Also don’t be under the impression that direct MFs are truly direct, the term direct is just an eyewash, online portals which promote and sell direct MFs too get their cut from AMCs!


Regular MF ideally exists for those peoples who are either illiterate or don’t have knowledge on market / MF. So the initiative for thus is to make people aware of their idle money to be invested & to keep track of their financial planning. So agents partners with various AMCs & people who invest with these agents get commission.

AMC & Agent both get commission, these depends on the schemes where people invest. For example - if investor invest in equity MF then agent gets around 1~2% commissions from MF /AMC for as long as long investor is investing their money in that scheme.

You can check these on AMFI website

AMCs do not get any commission. They actually pay commission out to distributors who got funds in. Hence higher TER.
Regular MFs are the one which funds distributors and effectively opens up MF world to all those investors who are not tech savy or are unable to invest directly with MF.

Aim of the exercise: Carry on the discussion of direct and regular mutual funds, starting right after its last sentence.

(Coordinate labeling data)
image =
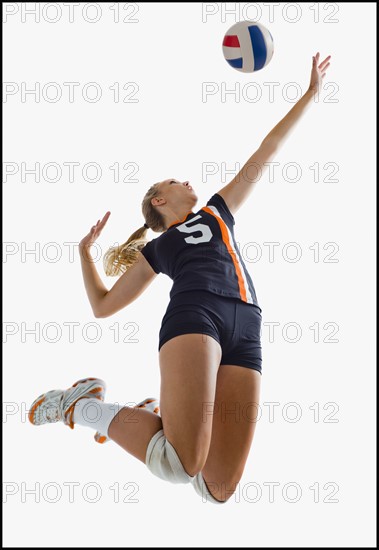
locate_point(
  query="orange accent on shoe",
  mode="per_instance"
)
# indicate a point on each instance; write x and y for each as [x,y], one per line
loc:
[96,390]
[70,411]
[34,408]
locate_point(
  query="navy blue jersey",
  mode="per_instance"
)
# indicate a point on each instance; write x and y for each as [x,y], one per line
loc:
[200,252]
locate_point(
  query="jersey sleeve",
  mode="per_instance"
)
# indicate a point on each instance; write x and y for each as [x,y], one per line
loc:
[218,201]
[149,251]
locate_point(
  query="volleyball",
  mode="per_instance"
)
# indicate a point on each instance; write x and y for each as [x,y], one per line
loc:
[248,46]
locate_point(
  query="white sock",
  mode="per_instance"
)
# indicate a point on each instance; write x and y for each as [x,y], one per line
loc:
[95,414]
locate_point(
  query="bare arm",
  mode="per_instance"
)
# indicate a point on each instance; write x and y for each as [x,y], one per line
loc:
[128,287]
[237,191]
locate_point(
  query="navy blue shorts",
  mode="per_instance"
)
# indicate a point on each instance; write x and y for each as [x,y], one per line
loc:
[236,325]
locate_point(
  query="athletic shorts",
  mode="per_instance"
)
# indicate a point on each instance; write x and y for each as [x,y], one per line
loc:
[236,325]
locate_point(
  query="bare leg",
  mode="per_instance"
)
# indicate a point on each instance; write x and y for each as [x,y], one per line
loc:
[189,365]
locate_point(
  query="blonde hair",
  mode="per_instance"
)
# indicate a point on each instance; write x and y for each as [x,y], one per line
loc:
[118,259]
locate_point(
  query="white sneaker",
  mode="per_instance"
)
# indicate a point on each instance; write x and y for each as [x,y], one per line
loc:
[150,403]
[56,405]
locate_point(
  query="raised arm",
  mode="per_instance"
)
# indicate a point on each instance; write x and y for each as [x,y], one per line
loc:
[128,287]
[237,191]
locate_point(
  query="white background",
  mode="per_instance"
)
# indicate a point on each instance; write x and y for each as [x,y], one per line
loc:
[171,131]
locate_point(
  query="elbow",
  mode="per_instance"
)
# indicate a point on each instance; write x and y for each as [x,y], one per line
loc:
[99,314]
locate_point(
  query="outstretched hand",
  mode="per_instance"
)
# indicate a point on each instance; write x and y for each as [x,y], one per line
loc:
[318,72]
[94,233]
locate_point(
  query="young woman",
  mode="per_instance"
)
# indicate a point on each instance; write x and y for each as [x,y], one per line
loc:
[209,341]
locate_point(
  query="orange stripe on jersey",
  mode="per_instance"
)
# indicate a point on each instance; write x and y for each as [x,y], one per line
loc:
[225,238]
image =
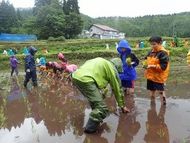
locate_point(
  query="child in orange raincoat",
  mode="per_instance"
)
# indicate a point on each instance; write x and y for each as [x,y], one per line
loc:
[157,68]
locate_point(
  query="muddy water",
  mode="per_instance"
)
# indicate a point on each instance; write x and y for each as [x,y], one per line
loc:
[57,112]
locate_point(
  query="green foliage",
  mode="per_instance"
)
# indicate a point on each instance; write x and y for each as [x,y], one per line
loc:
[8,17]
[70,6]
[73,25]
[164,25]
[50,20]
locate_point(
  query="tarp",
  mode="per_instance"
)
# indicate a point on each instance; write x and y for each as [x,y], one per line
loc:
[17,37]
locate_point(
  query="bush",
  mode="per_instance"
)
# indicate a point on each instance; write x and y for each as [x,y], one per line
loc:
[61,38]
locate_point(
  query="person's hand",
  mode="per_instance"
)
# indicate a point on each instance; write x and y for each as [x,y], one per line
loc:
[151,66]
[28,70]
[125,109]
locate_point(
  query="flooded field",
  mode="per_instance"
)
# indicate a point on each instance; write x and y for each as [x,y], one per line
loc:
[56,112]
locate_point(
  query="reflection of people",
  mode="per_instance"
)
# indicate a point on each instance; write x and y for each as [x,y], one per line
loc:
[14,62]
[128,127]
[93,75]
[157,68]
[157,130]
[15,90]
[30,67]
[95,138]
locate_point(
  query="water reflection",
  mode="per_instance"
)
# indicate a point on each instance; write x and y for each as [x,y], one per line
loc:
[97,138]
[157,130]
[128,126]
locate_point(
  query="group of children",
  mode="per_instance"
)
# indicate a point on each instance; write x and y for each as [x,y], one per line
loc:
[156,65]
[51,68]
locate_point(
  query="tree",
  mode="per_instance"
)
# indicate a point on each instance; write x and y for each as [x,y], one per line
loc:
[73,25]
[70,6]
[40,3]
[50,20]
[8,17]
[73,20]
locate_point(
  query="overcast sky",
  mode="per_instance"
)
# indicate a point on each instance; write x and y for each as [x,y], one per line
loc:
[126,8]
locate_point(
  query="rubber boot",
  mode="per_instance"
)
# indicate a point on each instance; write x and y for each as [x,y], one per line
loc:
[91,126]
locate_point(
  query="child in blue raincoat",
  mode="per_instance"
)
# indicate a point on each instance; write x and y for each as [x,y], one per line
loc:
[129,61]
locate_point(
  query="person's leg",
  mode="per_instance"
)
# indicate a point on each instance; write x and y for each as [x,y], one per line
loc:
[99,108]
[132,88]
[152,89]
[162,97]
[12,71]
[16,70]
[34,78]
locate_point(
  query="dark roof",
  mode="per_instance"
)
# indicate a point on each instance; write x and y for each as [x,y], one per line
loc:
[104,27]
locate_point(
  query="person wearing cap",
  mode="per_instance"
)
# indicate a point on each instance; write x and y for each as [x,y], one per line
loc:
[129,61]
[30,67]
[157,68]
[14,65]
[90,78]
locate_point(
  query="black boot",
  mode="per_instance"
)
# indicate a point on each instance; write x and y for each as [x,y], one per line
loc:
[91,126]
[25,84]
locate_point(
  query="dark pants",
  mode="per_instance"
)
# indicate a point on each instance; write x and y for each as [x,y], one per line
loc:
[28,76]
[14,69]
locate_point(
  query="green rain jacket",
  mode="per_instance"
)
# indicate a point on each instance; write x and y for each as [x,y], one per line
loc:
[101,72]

Right answer:
So regular MF are in people’s interest too.


Thanks @Akash_Shah for the reply. I had few more questions in mind,

Zerodha is such a distributor right ?

Why has Zerodha stopped selling Regular MF then ?

The portfolio of the same MF in regular & direct plan is going to the same right, correct me if I am wrong. Other than the TER & returns, what else is the difference between them ?

I read this part of the argument in some article.

  1. I agree that an AMC is spending money to make MF reach people, kudos
  2. When the distributors are able to get in touch with such people, why don’t they popularize the direct plan ? Is it because of the fact that, the distributors will earn lesser commissions with direct plan ?

@sriramnpkt before going into your questions, let me tell you a bit of back story for you to appreciate the difference slightly better.

A decade back, there was no such distinction about regular/direct plans. Basically all plans were regular, and same expense ratio was charged to all fund investors. Most investor used to come through distributors (who used to do all paperwork for investors), this distributors generally do not charge anything to investor for their service, but get paid commission by MF house. Very few investors used to go directly to MF office and invest
MF houses justified high expense ratio as part of expense ratio was used by MF houses to pay commission to these distributors.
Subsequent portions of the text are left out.